● **REQUISITOS DEL EJERCICIO**: Prosigue el fragmento sobre Gödel y el concepto de verdad a partir de su última oración.

● **FRAGMENTO SELECCIONADO**:

Sin embargo, el exuberante diluvio de datos, de todo orden, que diariamente llueven sobre las sociedades modernas, así como la capacidad para almacenarlos, seleccionarlos y tratarlos (Big Data) gracias a los progresos de la computación en confluencia con las distintas versiones de IA, podrían hacernos creer que entramos, prácticamente, en la era de la Omnisciencia (a escala humana, dioses excluidos) rozando con la punta de los dedos, casi, casi, la Verdad. Ay, el moderno concepto  Verdad es muy deslizante y, por así decir, inexistente. El susodicho Gödel, para poner fin o al menos evitar el callejón sin salida al que conducen ciertas paradojas lógicas como la de Epiménides y en general las “paradojas del mentiroso” planteó que sólo es verdadero aquello que puede probarse en un sistema lógico coherente (esto es, que impide probar A y no-A). Los trabajos de Gödel son técnicamente muy difíciles, también para lógicos y matemáticos profesionales. Dichosamente, parte del mensaje contenido en esos resultados pertenecen al acervo común –o son Common Knwoledge- de los universitarios de ciencias humanas o sociales y, a fortiori, filósofos.

● **CONTENIDO DEL CONJUNTO**:

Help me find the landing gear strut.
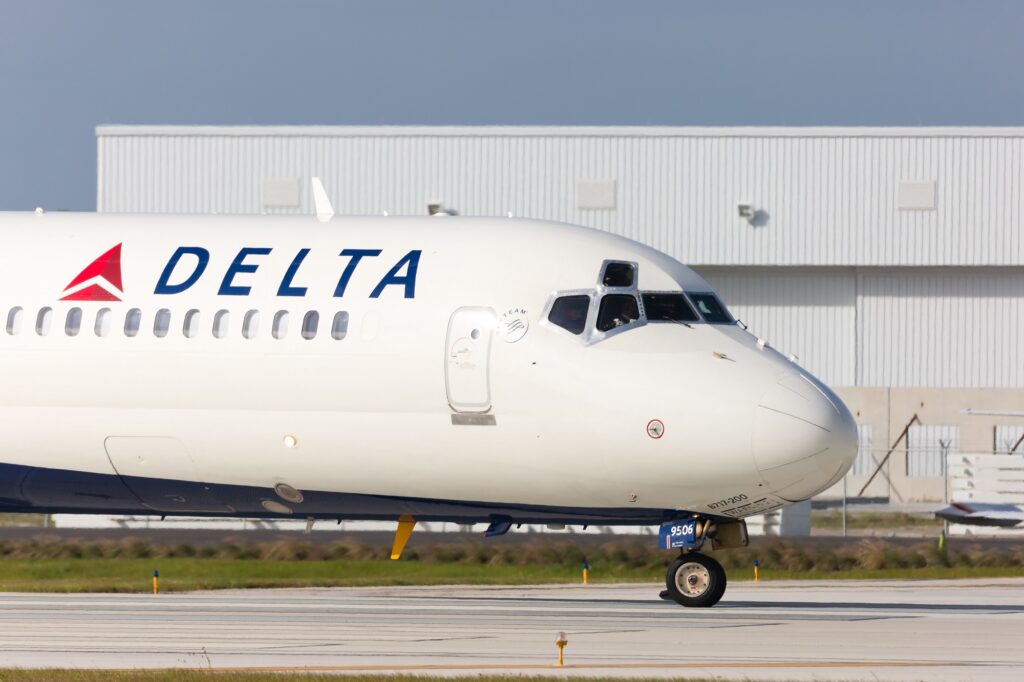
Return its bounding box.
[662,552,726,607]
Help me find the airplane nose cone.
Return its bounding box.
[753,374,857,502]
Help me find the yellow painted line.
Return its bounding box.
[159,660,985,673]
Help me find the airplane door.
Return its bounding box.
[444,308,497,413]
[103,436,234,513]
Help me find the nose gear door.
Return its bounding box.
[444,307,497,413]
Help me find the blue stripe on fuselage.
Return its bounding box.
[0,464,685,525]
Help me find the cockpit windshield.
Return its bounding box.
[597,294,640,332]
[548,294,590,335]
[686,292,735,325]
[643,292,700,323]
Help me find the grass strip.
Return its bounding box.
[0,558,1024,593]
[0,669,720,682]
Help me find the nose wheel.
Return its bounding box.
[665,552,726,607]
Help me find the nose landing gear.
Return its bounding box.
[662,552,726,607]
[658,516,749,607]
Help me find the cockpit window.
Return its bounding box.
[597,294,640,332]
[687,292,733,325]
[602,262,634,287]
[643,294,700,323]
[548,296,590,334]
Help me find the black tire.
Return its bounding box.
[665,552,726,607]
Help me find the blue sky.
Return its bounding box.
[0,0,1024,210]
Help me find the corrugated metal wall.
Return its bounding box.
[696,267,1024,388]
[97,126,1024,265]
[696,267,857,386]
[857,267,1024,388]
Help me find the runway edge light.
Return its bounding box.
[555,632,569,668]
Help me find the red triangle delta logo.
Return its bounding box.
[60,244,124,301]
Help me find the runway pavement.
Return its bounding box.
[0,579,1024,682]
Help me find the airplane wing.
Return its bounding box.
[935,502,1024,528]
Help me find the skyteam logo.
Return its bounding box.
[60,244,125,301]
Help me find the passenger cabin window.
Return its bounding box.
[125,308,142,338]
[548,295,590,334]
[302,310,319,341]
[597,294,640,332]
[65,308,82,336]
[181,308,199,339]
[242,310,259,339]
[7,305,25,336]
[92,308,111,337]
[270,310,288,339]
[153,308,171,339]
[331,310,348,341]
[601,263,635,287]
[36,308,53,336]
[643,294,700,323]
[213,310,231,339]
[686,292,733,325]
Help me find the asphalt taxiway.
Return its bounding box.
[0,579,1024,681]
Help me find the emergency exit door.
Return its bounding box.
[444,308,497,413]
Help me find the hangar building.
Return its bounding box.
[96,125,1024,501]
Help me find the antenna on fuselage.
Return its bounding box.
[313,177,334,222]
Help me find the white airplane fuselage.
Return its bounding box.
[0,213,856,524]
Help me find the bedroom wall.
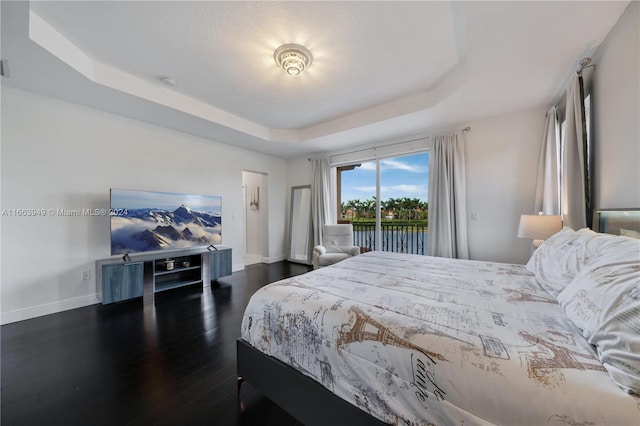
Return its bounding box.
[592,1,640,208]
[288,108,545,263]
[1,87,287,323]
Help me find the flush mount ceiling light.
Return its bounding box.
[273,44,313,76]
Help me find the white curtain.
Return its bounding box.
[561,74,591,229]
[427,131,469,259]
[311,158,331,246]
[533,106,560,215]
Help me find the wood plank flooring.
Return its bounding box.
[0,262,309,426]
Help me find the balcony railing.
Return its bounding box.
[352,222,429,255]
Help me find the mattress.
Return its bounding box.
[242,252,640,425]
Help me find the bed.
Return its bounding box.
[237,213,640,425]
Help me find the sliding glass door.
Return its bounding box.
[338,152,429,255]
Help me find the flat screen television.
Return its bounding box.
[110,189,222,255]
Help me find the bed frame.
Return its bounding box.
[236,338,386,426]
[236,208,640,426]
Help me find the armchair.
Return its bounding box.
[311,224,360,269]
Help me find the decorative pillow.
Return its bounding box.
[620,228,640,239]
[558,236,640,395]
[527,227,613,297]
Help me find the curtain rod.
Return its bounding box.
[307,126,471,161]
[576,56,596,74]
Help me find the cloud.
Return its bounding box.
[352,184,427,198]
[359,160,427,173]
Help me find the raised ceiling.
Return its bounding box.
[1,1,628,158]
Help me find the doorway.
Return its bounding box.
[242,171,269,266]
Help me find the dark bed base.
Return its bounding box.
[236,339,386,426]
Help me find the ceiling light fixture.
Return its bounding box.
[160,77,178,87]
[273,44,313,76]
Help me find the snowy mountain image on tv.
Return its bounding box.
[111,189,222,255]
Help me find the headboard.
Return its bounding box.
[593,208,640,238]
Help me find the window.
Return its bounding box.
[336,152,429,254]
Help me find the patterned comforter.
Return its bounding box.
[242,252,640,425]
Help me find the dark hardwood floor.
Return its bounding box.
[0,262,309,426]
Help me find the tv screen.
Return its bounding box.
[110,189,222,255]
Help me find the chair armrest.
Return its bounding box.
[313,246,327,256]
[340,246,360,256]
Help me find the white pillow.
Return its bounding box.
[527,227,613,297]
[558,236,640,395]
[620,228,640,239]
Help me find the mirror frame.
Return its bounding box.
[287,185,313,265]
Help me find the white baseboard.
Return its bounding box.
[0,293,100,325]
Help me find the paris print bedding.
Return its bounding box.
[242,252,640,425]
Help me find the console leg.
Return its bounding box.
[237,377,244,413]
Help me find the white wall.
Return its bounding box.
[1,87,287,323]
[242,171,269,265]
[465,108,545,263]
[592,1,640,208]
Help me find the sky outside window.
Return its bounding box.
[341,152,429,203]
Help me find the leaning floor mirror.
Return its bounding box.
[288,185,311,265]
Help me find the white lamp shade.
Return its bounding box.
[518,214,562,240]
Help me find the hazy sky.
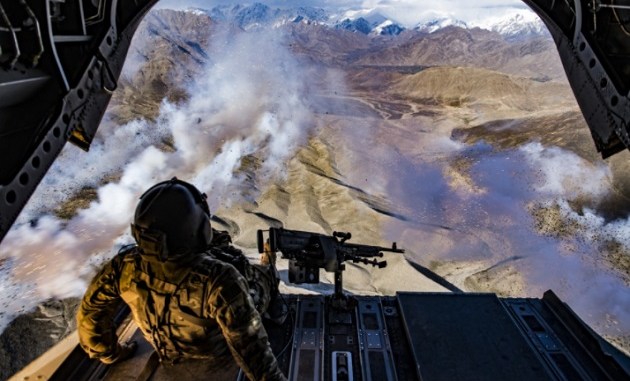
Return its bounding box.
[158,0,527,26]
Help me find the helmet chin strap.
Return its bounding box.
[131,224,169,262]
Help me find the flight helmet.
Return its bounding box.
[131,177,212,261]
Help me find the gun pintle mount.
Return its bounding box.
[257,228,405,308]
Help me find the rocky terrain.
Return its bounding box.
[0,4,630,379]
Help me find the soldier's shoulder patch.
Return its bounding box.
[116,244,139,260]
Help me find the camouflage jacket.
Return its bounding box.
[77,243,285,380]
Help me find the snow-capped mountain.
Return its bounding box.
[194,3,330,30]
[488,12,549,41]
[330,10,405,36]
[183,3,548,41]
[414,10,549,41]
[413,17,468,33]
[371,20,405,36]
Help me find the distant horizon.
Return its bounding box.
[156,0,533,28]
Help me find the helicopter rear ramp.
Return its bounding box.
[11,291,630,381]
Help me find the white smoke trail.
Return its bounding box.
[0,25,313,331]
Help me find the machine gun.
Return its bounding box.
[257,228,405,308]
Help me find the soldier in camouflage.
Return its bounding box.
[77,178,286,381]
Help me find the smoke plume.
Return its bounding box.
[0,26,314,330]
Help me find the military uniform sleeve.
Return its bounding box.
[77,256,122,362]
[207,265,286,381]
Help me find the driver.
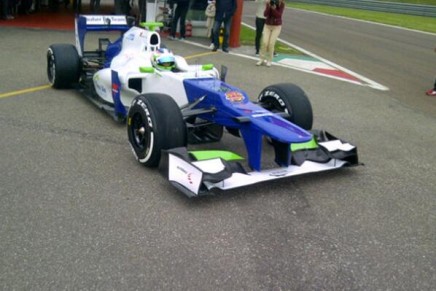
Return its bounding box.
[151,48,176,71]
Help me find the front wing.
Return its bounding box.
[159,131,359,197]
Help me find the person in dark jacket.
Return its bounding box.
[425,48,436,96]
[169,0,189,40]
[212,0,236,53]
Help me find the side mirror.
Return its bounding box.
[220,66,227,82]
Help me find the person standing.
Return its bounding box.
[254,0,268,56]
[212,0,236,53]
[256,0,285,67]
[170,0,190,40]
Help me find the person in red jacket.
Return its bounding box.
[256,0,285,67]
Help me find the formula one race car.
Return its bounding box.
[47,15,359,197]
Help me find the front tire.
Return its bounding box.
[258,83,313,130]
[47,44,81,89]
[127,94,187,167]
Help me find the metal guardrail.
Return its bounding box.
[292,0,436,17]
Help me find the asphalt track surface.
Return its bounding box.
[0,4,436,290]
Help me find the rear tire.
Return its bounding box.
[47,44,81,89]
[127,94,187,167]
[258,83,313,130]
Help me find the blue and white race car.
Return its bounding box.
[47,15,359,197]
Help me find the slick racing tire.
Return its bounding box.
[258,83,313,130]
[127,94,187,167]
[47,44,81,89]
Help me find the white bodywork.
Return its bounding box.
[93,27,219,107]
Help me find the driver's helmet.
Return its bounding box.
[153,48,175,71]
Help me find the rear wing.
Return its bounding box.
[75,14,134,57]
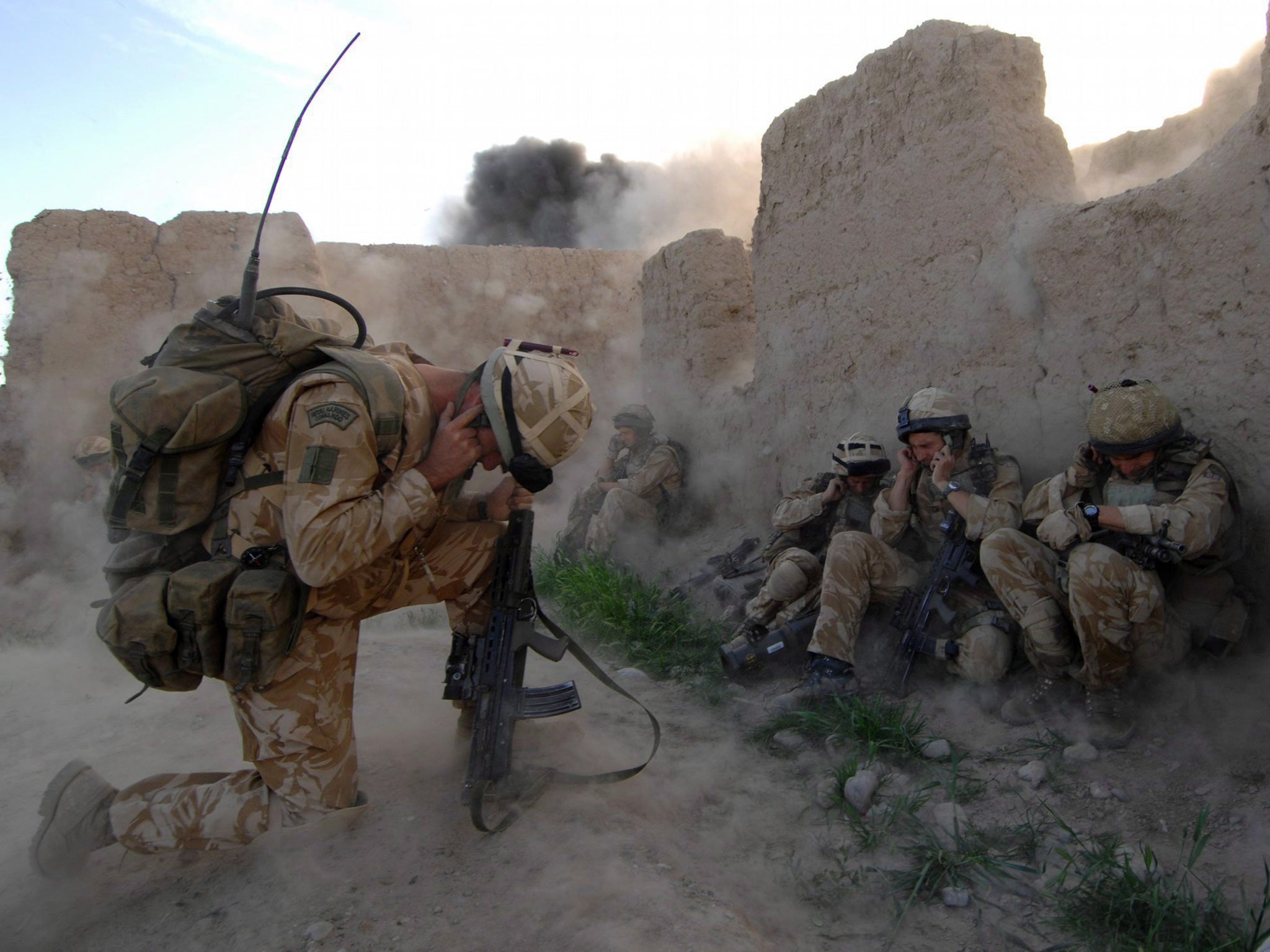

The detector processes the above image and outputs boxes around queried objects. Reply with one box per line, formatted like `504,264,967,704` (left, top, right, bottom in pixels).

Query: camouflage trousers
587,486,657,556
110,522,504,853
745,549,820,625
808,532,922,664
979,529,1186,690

● **RESULTADO DE LA TAREA**:
Se sigue que la gran diferencia entre la Verdad científica y la Verdad lógico-matemática es que sólo es “verdadero” lo que es demostrable (deductivamente) a partir de un sistema lógico o matemático con axiomas bien definidos. Es decir, la verdad, aunque sea científica, fuera del campo lógico-matemático siempre es provisional puesto que al no poder probarse deductivamente estará sometida constantemente a la prueba de fuego de la confirmación empírica. Ocurre que las confirmaciones empíricas aumentan la probabilidad de que una teoría científica sea verdadera pero nunca la prueban definitivamente puesto que un contraejemplo puede ser suficiente para refutarlas/falsarlas: todos los días amanece pero no es imposible que un día deje de amanecer. Por ejemplo, los modelos cósmicos aplicados a nuestro sistema solar garantizan su estabilidad hasta un horizonte de doscientos millones de años. Garantía precaria puesto que probabilística: la probabilidad de que no amanezca dentro de un mes es muy pequeña pero no nula.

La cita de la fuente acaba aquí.